*** Opening PASSAGE PROVIDED ***

Finally, there’s a little bit of good news when it comes to the coronavirus and its effect on our finances: The IRS is giving taxpayers a 90-day reprieve. You now have until July 15 to both file your 2019 federal income tax return and pay any federal taxes you owe.
On March 18, the IRS had already issued changes that allowed individuals and C corporations to defer their 2019 federal income tax payments until July 15. Penalties and interest would also be waived on the deferred tax payments until July 15. On March 20, Treasury Secretary Steven Mnuchin then announced that the due date for filing 2019 federal income tax returns would also be pushed to that day.
Here’s what else you need to know about the coronavirus tax extension.
THE EXTENSION WON’T AFFECT REFUNDS
Remember, this latest news only impacts people who owe. “Most Americans actually get refunds; the IRS has said they are still processing returns as usual,” says Patrick Horning, senior director of advanced planning at Northwestern Mutual. In fact, the IRS says more than 52 million people have received refunds to date this year, with the average refund so far just over $3,000.

*** Closing PASSAGE PROVIDED ***

* _PROBLEM TO WORK ON_
Quote the passage about the IRS tax extension word for word, starting at the words "Finally, there’s a" and stopping after the words "coronavirus tax extension.". These entries are not needed for anything here.

*** Opening GIVEN RECORDS ***

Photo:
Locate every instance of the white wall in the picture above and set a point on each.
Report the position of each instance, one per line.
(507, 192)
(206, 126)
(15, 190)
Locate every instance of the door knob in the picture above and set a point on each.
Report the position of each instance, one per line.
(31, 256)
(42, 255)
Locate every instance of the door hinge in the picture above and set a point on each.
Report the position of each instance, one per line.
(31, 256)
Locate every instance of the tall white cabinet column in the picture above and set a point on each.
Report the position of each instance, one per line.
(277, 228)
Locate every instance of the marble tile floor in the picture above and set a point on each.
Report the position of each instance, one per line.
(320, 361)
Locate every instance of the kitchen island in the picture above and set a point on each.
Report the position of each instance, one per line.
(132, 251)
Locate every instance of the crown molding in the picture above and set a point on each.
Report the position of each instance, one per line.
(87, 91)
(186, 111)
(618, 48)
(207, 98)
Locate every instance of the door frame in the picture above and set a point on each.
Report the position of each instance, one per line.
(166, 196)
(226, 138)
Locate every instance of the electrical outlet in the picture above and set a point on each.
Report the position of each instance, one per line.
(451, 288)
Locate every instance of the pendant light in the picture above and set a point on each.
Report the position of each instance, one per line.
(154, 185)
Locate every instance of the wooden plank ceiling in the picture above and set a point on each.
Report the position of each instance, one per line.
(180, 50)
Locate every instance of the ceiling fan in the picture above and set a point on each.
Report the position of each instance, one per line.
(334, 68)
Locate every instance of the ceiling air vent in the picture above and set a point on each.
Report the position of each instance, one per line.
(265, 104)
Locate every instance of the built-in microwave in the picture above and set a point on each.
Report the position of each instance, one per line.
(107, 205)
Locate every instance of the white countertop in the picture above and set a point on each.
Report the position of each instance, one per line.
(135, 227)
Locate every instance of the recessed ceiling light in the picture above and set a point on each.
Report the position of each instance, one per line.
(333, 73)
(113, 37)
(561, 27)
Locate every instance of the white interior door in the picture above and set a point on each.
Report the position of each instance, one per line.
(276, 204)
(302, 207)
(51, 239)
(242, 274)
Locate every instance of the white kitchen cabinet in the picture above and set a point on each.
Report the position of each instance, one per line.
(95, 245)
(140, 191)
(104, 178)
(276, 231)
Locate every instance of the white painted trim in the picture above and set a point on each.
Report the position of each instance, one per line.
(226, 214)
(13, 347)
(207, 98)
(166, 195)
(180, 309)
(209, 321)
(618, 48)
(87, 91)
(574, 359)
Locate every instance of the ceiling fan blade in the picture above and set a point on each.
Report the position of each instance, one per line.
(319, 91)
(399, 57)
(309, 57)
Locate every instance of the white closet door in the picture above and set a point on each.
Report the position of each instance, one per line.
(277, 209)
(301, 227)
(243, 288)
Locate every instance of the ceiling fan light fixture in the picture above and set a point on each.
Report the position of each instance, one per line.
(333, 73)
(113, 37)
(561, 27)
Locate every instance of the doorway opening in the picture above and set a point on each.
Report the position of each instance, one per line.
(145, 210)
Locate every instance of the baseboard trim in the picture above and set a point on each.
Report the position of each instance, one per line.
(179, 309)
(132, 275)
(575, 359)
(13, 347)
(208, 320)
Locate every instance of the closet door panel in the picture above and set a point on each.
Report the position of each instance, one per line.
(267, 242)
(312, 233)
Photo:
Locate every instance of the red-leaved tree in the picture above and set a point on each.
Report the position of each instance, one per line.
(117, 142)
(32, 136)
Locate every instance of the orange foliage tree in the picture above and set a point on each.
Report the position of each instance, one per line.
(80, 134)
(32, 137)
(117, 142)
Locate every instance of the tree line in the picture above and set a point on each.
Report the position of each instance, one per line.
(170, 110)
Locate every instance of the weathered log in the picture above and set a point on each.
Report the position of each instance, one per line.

*** Closing GIVEN RECORDS ***

* _EXERCISE ANSWER_
Finally, there’s a little bit of good news when it comes to the coronavirus and its effect on our finances: The IRS is giving taxpayers a 90-day reprieve. You now have until July 15 to both file your 2019 federal income tax return and pay any federal taxes you owe.
On March 18, the IRS had already issued changes that allowed individuals and C corporations to defer their 2019 federal income tax payments until July 15. Penalties and interest would also be waived on the deferred tax payments until July 15. On March 20, Treasury Secretary Steven Mnuchin then announced that the due date for filing 2019 federal income tax returns would also be pushed to that day.
Here’s what else you need to know about the coronavirus tax extension.